(Request a):
Return, unchanged, the entries from the line containing "Question: For every instance of the bicycle helmet" up to and including the line containing "[(180, 657)]".

(Extracted text):
— Start —

It contradicts itself on a few points. One of Jonathan Kent’s lines has already become somewhat infamous. Those on the “love it” end of the divide defend the movie by saying that Jonathan is confused and not really sure what to do with his extraordinary situation — and believe it or not, I agree with them. A movie like this has room for a character who’s confused about the difference between right and wrong. The movie itself could arrive at a place like that. But it doesn’t. Ultimately, Clark does make a choice, and the movie explicitly endorses that choice. That means, on some level, the storyteller has to attempt to justify that, and Man of Steel falls flat on this point.

It tells most of Superman’s origin in retrospect. When we first meet him, he’s already an adult, wandering faceless across the rural United States. We see his childhood in bits and pieces. I actually like this decision; it makes the movie feel less like a labored origin story, and it also streamlines it considerably. The flashbacks come more or less at random, though, and aren’t necessarily tied into whatever adult Clark is experiencing at the moments they come to him. In the end, people are products of their experiences, and this is as true of Clark as anyone — the film is rather openly suggesting this. But it’s difficult to tell in what sense he is the man he is. It’s difficult to tell the effect his father’s contradictory messaging — “You’re born for great things, but hide it because everyone will fear and hate you” — had on that person. Instead, the movie proceeds with this sort of vague emotionalism that builds over time and pretends, here and there, to be real character development. I’ve actually seen some movies work wonders out of this. Man of Steel does all right, but it leans heavily on visuals and music to that end.

I think people might ask why any of this is important. I know that, in writing, it sounds like a technical thing that critics fuss about because critics were born to fuss. But it really is the difference between a movie being essentially not boring and a movie genuinely engaging your emotions and drawing you into an unforgettable experience. Most fans of Man of Steel seem to be even bigger fans of The Dark Knight, and, frankly, I suspect this is why.

But if Man of Steel’s reach exceeds its grasp, at least I can say that it tried to be something, and even partially succeeded. Moreover, its attempts at saying something, at the very least, produce a side effect, unintended or otherwise, that actually ends up elevating it. These attempts at developing Clark’s personality through his interactions with his parents and, eventually, reporter Lois Lane (Amy Adams), may fail in their strides at crafting some sort of ethos, but they succeed quite well in endearing you once again to these iconic characters. You get to see — not just get told about — the nature of these relationships and more or less what they mean to the characters. You understand why Earth and the people who inhabit it are important to Clark. You understand why he might believe, if not in people’s inherent goodness, then at least in their capacity for redemption. You understand why he loves his mother; you understand why he loves his father, even though his relationship with him is complicated and leaves him more twisted up than whole.

Amy Adams is a great Lois Lane. She’s back in spitfire mode and perhaps resembles her cartoon counterpart more than her Superman: The Movie portrayal. Maybe the damsel in distress thing is overdone at this point, but even then, it isn’t half as egregious here as in other adaptations — or even in movies in general. And can we talk about how great it is that she’s in on Clark’s secret pretty much from the beginning? Not only does this give them something that they share — and a reason for them to be connected — it does away with what was always the dumbest part of this story. Granted, it means there’s basically no tension between them in the entire movie, and they feel more like old chums than potential lovers, but hey — even that’s better than nothing.

— End —

(Request b):
Can you resume the Man of Steel review, picking up right after its final sentence?

(Data):

— Start —

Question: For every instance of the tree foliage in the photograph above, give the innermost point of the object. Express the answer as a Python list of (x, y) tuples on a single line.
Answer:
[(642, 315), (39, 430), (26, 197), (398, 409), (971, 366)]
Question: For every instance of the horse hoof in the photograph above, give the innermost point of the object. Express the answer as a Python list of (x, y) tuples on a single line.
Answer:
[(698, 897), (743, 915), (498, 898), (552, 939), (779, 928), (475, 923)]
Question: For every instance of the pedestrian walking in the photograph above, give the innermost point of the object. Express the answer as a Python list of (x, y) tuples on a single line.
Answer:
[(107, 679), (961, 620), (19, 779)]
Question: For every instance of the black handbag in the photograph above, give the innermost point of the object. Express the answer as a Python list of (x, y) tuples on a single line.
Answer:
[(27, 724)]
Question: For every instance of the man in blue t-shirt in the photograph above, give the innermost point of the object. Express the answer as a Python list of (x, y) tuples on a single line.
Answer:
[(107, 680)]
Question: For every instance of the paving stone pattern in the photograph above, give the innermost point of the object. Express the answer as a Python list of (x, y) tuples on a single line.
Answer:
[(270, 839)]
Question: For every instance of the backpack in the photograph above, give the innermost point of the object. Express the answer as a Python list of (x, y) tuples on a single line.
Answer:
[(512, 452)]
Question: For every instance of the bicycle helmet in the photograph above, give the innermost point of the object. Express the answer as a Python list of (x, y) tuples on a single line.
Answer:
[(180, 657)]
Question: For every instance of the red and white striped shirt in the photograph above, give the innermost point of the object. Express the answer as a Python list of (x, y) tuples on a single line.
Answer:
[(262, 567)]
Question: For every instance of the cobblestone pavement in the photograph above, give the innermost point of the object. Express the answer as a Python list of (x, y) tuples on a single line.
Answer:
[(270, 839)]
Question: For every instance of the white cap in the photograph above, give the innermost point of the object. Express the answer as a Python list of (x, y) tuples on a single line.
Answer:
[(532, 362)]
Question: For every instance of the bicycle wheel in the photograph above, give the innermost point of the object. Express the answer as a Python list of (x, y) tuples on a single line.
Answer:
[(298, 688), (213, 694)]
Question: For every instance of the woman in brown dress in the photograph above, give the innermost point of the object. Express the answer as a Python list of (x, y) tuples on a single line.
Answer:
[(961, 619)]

— End —

(Task response a):
Question: For every instance of the bicycle helmet in the photograph above, give the innermost point of the object. Express the answer as a Python list of (x, y) tuples on a single line.
Answer:
[(180, 657)]

(Task response b):
I think what I like most about this part of Man of Steel is that even the most inconsequential characters feel like individuals. Even the much-maligned Superman Returns was good at this, come to think of it. You’ve got your more prominent supporting players, like Perry White (Laurence Fishburne), who here is still his angry self but feels more fatherly than he used to, which is a welcome interpretation. But even the bit characters whose names you’d be hard-pressed to remember get you involved in their brief trials in the moments when they arise. It’s not so much that these characters are interesting or particularly well written as that they’re well cast, and the movie has the sense to entertain very real and very human emotions whenever they’re endangered. It lends a human face to all the carnage.

Of course, it threatens to drown Superman in his own movie — and yeah, unfortunately, that happens again. The problem is not that he’s a bad protagonist — if this movie proves anything, it’s that there is a way to do this story effectively within a serious context, even if Main of Steel doesn’t quite execute it. It’s that our cultural need to make him a godlike figure means he can experience emotions, but he must experience them stoically and in quiet strength. When he finally finds the answers he’s been searching for his entire life, he just stands there, quietly, blank-faced, asking rote questions of Jor-El as they casually stroll around. On the rare occasions when he begins acting warm, it seems weird. He’s a protagonist you don’t expect to experience actual humanity — and that’s bad, seeing as that’s, you know, kind of the point. But if I’ve had any mantra throughout this review thus far, it’s “I’ve seen it done worse,” and, well, I have.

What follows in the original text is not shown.